Natural-language object grounding data
========================================================================
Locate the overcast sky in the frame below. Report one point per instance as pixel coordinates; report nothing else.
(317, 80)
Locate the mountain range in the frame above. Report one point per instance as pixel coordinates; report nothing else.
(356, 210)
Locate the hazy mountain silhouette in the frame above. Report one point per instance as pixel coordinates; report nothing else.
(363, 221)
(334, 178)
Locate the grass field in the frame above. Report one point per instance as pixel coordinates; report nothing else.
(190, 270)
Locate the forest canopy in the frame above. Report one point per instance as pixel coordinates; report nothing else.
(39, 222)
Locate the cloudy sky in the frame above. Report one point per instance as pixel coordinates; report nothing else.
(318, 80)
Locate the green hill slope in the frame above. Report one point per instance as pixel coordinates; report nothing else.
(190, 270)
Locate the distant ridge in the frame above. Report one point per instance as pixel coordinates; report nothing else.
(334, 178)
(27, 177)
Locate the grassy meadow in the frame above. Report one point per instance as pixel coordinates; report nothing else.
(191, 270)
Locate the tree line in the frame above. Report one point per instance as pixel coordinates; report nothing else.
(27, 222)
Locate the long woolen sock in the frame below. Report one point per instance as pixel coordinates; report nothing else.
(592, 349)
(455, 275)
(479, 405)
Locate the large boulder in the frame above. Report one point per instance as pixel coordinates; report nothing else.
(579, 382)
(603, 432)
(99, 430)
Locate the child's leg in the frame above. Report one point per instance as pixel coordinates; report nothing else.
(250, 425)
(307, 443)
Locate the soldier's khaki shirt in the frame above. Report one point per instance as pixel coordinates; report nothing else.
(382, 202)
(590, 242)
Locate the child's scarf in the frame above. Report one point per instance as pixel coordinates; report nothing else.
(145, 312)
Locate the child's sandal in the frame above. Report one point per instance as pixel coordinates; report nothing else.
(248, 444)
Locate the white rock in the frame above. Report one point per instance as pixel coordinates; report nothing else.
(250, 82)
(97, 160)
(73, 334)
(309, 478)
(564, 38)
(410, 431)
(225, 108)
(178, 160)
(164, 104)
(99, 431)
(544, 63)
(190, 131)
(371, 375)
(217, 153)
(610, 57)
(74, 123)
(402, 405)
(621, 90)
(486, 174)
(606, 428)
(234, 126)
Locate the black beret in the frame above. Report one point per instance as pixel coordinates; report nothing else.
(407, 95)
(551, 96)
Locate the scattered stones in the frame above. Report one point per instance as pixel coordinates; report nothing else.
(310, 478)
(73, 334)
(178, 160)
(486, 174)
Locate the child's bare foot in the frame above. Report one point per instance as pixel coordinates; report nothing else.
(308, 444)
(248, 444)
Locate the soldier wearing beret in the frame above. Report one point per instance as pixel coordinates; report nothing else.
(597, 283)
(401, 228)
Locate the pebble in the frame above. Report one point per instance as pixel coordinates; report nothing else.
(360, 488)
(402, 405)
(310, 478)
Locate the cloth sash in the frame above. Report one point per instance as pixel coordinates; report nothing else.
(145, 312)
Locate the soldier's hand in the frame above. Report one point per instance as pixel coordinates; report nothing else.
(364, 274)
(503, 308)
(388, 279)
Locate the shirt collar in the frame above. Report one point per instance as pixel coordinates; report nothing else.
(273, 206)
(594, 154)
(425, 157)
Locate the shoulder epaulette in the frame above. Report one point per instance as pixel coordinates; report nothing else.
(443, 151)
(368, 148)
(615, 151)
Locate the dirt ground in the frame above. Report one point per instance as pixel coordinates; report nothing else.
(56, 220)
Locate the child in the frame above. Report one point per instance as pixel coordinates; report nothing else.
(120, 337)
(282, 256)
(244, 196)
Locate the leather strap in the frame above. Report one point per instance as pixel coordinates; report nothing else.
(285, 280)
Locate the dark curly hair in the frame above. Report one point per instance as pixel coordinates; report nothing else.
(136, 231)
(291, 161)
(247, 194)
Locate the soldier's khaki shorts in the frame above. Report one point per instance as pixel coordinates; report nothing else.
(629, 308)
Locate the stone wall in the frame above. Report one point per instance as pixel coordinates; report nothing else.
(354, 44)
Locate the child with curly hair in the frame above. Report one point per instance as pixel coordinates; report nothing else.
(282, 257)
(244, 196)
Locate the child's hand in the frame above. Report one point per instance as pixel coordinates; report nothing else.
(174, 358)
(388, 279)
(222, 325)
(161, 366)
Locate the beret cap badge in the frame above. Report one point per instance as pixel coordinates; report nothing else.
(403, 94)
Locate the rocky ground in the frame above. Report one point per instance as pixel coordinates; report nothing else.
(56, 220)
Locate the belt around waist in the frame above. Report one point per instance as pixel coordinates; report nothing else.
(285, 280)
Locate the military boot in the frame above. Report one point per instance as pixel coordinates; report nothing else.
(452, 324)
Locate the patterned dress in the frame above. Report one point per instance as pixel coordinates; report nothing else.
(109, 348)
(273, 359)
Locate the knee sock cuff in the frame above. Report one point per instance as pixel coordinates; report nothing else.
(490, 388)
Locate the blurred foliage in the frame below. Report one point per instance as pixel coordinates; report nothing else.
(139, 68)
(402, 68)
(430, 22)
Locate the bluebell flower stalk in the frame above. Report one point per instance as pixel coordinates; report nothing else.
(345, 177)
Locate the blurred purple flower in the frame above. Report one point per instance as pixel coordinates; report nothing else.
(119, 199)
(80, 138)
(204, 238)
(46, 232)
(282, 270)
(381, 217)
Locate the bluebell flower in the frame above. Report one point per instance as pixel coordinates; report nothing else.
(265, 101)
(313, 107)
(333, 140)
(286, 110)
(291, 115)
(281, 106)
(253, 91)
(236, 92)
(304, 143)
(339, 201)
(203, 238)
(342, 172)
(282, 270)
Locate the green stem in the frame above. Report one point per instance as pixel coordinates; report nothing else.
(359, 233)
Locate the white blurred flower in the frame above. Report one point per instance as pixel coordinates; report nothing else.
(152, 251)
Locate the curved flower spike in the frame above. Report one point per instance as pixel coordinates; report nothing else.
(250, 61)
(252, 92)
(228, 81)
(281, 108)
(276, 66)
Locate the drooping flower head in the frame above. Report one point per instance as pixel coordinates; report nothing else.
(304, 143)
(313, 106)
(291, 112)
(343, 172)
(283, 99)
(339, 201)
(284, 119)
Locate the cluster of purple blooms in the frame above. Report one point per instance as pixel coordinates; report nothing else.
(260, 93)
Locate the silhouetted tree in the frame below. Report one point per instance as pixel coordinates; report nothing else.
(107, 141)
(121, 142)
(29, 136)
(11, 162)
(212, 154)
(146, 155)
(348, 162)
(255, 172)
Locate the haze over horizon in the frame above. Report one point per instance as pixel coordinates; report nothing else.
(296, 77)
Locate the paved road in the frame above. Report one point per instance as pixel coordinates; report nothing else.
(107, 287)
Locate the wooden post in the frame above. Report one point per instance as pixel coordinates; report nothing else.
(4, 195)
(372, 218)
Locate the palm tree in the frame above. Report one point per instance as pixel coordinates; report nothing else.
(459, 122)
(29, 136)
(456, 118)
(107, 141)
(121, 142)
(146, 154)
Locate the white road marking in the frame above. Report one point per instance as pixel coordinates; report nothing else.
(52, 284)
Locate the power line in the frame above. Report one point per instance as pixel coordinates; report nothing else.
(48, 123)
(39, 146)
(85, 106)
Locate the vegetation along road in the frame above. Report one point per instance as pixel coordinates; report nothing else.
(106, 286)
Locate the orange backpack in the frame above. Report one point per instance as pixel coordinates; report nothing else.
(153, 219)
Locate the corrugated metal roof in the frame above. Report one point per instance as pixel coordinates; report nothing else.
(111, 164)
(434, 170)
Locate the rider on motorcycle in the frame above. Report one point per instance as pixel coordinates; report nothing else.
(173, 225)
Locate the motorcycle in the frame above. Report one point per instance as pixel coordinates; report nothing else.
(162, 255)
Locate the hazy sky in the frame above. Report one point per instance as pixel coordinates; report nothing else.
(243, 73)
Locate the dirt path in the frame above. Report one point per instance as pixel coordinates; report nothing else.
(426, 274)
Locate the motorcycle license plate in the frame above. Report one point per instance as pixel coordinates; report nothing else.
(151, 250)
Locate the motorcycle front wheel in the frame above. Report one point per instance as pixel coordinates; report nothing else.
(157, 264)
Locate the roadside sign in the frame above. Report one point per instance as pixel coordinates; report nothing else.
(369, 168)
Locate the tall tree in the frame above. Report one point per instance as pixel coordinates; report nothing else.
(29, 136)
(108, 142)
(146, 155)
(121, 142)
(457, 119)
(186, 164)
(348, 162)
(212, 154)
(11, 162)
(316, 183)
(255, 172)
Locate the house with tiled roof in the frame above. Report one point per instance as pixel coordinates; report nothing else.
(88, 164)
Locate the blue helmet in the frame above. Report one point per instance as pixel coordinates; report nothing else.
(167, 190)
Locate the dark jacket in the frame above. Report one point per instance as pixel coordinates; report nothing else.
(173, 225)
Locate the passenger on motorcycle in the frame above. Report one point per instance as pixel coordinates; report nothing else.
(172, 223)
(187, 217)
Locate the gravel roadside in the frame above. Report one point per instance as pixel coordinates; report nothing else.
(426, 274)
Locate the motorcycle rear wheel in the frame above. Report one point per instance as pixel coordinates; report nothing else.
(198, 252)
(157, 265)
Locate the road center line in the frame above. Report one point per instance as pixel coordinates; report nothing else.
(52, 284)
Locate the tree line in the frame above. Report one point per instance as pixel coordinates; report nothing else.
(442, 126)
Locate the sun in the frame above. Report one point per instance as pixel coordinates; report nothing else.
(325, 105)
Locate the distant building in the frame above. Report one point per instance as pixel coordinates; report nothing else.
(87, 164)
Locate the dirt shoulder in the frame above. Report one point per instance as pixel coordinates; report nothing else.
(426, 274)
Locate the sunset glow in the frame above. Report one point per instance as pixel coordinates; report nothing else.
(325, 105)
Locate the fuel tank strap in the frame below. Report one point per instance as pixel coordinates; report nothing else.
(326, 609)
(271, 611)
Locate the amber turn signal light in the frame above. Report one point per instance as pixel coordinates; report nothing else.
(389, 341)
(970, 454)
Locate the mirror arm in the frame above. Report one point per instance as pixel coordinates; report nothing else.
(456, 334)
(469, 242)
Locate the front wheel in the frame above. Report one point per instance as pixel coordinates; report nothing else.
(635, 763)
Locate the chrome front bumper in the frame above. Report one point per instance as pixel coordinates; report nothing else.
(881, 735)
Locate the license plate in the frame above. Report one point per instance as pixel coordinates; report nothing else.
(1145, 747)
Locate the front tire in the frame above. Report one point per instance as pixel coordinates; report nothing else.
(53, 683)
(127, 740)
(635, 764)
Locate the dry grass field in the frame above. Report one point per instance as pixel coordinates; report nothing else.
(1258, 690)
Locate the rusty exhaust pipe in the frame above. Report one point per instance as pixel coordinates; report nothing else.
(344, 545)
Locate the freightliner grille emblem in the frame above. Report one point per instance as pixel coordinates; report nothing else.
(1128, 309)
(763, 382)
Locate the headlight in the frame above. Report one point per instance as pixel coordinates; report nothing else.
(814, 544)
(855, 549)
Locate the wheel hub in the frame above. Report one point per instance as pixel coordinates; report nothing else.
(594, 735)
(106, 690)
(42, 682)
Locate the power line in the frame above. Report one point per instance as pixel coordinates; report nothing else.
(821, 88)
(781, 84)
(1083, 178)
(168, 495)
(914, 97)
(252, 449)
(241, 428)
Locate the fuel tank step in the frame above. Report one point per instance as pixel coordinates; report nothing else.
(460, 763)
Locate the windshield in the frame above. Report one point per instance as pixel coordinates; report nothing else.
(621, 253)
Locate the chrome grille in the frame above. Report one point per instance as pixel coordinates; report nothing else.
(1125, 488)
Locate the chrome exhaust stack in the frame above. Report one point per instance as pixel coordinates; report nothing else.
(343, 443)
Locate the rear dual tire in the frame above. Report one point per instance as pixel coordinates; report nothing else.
========================================================================
# Work required
The output should consist only of the lines from the one with "Locate the headlight" through the final line of the records above, exactly.

# Your solution
Locate the headlight in the frame above. Report one point per instance as pixel coordinates; report nothing else.
(814, 544)
(855, 549)
Locate the wheel hub in the frame above. Report one point per instance as pixel coordinates; report nothing else.
(594, 735)
(106, 690)
(42, 682)
Locate the power line in the frame above. Report one point per instance as pixel coordinates; report nothing else.
(821, 88)
(781, 84)
(1083, 178)
(168, 495)
(914, 97)
(252, 449)
(241, 428)
Locate the fuel tank step in the frame above. Report one point per instance as pixel coordinates; report nothing else.
(460, 763)
Locate the windshield in the frame above. Report one point per instance as pixel coordinates; report nothing else.
(621, 253)
Locate the chrome grille in the frame above. Report one point per instance as pixel coordinates; report nothing else.
(1125, 488)
Locate the chrome exhaust stack in the frame above. Report one point per instance as pixel coordinates; report nothing else.
(343, 443)
Locate the rear dual tire in the frame above. Report one point per instance as pixel coordinates; report nothing else.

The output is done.